_EXERCISE DETAILS_
Each entry must be output once more without any change.

......

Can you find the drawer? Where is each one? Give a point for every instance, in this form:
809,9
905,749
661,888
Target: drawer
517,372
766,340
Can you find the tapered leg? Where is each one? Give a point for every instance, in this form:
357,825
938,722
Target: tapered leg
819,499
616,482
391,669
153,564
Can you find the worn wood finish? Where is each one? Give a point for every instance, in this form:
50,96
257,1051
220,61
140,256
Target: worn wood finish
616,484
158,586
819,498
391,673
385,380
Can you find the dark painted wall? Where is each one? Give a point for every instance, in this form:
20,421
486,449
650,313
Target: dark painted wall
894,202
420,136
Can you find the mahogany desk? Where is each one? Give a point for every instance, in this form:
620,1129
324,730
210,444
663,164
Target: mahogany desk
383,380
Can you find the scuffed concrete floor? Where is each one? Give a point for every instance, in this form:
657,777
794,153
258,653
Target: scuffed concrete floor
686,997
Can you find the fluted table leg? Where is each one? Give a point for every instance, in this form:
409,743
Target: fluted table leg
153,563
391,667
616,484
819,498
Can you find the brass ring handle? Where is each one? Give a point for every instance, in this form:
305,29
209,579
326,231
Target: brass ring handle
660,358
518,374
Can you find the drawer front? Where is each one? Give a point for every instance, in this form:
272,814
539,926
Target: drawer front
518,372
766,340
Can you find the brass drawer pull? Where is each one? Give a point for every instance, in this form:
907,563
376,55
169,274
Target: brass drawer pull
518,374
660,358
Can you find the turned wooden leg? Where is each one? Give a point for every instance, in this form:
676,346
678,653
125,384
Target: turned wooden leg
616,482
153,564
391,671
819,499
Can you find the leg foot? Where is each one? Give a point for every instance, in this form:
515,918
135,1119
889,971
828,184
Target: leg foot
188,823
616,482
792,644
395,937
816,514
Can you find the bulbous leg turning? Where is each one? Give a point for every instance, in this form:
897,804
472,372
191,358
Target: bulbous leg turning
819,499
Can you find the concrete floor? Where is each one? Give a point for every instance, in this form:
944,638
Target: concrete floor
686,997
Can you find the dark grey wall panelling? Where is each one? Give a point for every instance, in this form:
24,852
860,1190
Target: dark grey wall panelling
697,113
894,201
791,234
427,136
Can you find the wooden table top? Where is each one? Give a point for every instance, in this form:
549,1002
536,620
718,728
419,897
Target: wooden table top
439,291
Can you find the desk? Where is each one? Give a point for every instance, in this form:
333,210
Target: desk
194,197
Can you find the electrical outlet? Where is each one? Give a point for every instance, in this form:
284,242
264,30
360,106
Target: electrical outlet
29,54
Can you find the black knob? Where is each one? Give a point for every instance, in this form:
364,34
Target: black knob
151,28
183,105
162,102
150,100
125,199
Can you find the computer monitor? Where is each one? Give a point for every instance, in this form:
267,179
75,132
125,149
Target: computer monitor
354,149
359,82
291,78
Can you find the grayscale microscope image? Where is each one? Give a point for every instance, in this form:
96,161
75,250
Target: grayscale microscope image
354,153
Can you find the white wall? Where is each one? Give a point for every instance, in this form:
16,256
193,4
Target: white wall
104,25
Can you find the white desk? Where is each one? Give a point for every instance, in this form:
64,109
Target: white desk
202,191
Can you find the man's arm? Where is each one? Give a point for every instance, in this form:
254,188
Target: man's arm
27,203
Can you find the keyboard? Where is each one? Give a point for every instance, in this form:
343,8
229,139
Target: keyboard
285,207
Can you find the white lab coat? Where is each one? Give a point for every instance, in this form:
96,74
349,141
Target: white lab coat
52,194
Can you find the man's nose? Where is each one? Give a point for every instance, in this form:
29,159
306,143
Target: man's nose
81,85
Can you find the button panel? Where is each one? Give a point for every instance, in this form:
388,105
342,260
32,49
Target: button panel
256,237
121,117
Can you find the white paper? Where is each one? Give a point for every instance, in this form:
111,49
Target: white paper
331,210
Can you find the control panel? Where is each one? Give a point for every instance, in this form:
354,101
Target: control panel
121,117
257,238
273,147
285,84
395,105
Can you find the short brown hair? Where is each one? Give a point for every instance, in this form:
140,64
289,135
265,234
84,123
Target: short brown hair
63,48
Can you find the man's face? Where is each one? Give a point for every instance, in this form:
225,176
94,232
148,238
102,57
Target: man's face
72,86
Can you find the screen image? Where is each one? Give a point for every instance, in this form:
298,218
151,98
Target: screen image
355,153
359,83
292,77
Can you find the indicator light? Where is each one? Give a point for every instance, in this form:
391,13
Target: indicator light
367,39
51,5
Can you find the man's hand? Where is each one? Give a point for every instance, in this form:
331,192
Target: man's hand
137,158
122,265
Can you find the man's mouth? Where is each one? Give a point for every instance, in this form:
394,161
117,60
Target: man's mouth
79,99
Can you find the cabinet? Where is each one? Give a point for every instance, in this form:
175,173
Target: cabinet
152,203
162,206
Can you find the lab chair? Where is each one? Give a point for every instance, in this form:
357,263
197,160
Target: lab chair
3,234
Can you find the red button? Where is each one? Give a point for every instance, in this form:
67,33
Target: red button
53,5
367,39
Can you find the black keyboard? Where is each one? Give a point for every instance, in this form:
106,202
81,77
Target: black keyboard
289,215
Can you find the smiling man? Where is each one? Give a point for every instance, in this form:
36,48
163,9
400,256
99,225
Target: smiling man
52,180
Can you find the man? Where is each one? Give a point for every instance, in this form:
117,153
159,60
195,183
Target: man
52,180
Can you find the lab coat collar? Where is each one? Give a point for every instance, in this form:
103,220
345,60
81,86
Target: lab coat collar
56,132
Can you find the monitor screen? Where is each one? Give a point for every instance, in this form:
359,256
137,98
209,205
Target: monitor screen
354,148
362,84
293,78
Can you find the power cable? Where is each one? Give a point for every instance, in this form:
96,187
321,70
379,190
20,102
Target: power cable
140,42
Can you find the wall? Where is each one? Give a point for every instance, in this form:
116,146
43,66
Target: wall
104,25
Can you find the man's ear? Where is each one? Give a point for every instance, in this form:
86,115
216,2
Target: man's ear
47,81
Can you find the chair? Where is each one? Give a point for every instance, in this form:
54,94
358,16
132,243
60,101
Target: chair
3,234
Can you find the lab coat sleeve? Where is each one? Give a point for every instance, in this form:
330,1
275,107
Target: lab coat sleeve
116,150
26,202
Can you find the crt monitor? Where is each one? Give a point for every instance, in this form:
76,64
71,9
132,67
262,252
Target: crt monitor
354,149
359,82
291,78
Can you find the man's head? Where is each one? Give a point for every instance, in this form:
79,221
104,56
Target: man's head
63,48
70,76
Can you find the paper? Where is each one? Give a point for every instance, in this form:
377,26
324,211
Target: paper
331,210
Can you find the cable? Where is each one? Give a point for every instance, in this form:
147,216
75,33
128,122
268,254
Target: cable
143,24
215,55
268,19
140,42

......

_RESULT FOR THIS TASK_
Can you find the drawer? Where is each one? Give a point for every instance, in this form:
809,9
905,749
661,888
Target: drawer
517,372
766,340
Can you find the tapered leg? Where is each one? Give a point for every instance, in this form:
357,825
938,722
Target: tapered leg
819,499
616,482
391,669
153,564
Can you find the worn wood finish? Where is each one? Give a point for every instance, in this form:
50,96
257,1051
220,61
140,256
Target: worn wood finish
616,484
158,586
819,498
391,673
385,380
Can you find the dark painted wall? Where is each one? Give a point for every instance, in this form:
20,421
486,449
650,313
Target: dark painted wall
894,202
420,136
Can you find the mahogany desk? Where is each one? Give a point for every instance, in this form:
620,1129
324,730
210,444
663,164
Target: mahogany desk
383,380
Can you find the scuffed concrete floor? Where is each one? Give a point for every instance, in this form:
657,777
794,153
258,653
Target: scuffed concrete floor
686,997
Can you find the fluted table leg? Where is each one? Give a point for every instance, in this form:
409,743
Target: fluted table leg
153,563
391,667
616,484
819,498
Can you find the brass ring handle? Where is each one? Give a point for every instance, in this form:
305,29
209,579
326,231
Target: brass ring handle
660,358
518,374
Can you find the drawer front? Where is each one? Give a point for every instance, in this form:
272,814
539,926
Target: drawer front
518,372
766,340
Can you find the brass drawer pull? Where is each one? Give a point for every instance, in this form:
907,563
376,55
169,274
Target: brass drawer pull
518,374
660,358
Can you find the turned wooden leg? Where is each one? Give a point for every instance, in this form:
676,346
678,653
125,384
Target: turned wooden leg
616,482
153,564
391,671
819,499
Can you find the leg foot? Where is each one? Give a point for every instance, in this form:
515,918
135,1119
889,971
828,184
Target: leg foot
188,823
616,482
792,644
395,937
816,514
Can you find the bulbous leg turning? Where is each one? Give a point for every instance, in this form:
897,804
472,372
191,358
Target: bulbous leg turning
819,499
Can you find the concrete floor? Where is each one? Give a point for every instance, in this form:
944,638
Target: concrete floor
686,997
Can you find the dark grey wall panelling? Where is each one? Give a point for every instance, in this form:
24,852
860,1190
Target: dark grey wall panelling
697,113
894,201
791,234
427,136
Can you find the wooden table top? Where is each one? Give a point for every instance, in this form:
549,1002
536,620
718,728
419,897
Target: wooden table top
439,291
Can you find the desk? Where is each one? Give a point for every instance, in this form:
333,210
Target: desk
194,197
Can you find the electrical outlet? Where is each one? Give a point for every instance, in this form:
284,242
264,30
360,106
Target: electrical outlet
29,54
Can you find the black knob? Where is each one? Give a point for every instance, in this form:
364,34
Target: black knob
151,28
183,105
162,102
150,100
125,199
Can you find the computer monitor? Where is each one? Give a point for every instance, in this form:
267,179
75,132
125,149
Target: computer monitor
354,149
359,82
291,78
Can you find the grayscale microscope image? Where is each one? Give a point for every instance, in this form:
96,161
75,250
Target: grayscale microscope image
354,153
Can you find the white wall? Where is each one? Give a point for every instance, in this form:
16,256
193,4
Target: white wall
104,25
Can you find the white desk? Where is each one? Give a point for every instance, in this form:
64,109
Target: white desk
202,191
Can you find the man's arm? Where is each one? Give a point for every instance, in this form:
254,188
Target: man's arm
27,203
Can you find the keyboard? Where is each one? Give a point for every instance, in this form:
343,8
229,139
Target: keyboard
285,207
Can you find the white lab coat? Where is each one? Give a point for every instance, in this form:
96,74
349,141
Target: white lab coat
52,194
Can you find the man's nose? Where is each one? Give a point for every instance, in this form:
29,159
306,143
Target: man's nose
81,85
Can you find the button panel? Where is each one? Give a point for every instance, in this form:
388,105
342,260
32,49
Target: button panel
256,237
121,117
Can you find the white paper? Where is each one? Give a point for every instance, in this form:
111,49
Target: white paper
331,210
Can you find the control panel? Where is each one? Give a point for every instance, in this form:
354,101
Target: control panel
121,117
257,238
273,147
285,84
395,105
Can you find the short brown hair? Where is each one? Give a point for every instance, in this form:
140,64
289,135
265,234
84,123
Target: short brown hair
63,48
Can you find the man's face? Where is each one? Give a point for every instance, in this form:
225,176
94,232
148,238
102,57
Target: man's face
72,86
Can you find the screen image? Where is each one? Give a point for every instance, in this form:
298,218
151,98
Target: screen image
355,153
359,83
292,77
Can you find the indicator light? Where is each one? Give a point for every instance, in this form:
391,13
Target: indicator light
367,39
51,5
Can you find the man's hand? Where is each one? Give a point for every instance, in this form:
331,192
Target: man's hand
137,158
122,265
Can you find the man's mouth? Where is each one? Give a point for every instance, in this form:
394,161
117,60
Target: man's mouth
79,99
Can you find the cabinet? Where is each one? Give a point for every instance, in this form:
175,173
Target: cabinet
152,203
162,206
Can you find the lab chair? Where is each one? Give a point for every instance, in this form:
357,263
197,160
Target: lab chair
3,234
Can you find the red button? Where is each one? Give a point for every instance, in this form:
67,33
Target: red button
53,5
367,39
Can you find the black keyboard? Where is each one? Give a point for every instance, in this form:
106,202
81,77
Target: black keyboard
289,215
Can you find the smiling man? Where is each one? Give a point for every instance, in this form:
36,48
163,9
400,256
99,225
Target: smiling man
52,180
Can you find the man? Where is each one? Give a point for every instance, in this form:
117,153
159,60
195,183
Target: man
52,180
Can you find the lab coat collar? Where is each one? Give a point for every instance, in this form:
103,220
345,60
81,86
Target: lab coat collar
56,132
Can you find the monitor screen? Where is each one? Give a point for every instance, in this form:
359,256
137,98
209,205
Target: monitor screen
354,148
362,84
293,78
Can you find the power cable? Where is each one? Give a point for every instance, in this form:
96,187
321,70
379,190
20,102
Target: power cable
140,42
Can you find the wall? Where is each one? Give a point for every instance, in this form:
116,146
43,66
Target: wall
104,25
Can you find the man's ear? Where is each one? Give a point for every instance, in this form:
86,115
216,2
Target: man's ear
47,81
Can you find the chair? Where is each one? Give a point for every instance, in this form:
54,94
358,16
132,243
60,101
Target: chair
3,234
Can you find the lab coat sleeve? Where is each one? Give a point for every instance, in this form:
330,1
275,107
Target: lab coat sleeve
116,150
26,202
Can you find the crt monitor? Where is each one? Give a point for every instance, in this form:
76,64
71,9
132,67
262,252
Target: crt monitor
354,149
359,82
291,78
Can you find the man's head? Where is each one? Give a point for every instance, in this form:
79,221
104,56
Target: man's head
63,48
70,76
Can you find the paper? Where is each one? Give a point for every instance, in this form:
377,26
324,211
Target: paper
331,210
Can you find the cable? Where is each one? Give a point for every instance, in this form:
147,216
75,33
128,122
268,254
Target: cable
143,24
215,55
268,19
140,42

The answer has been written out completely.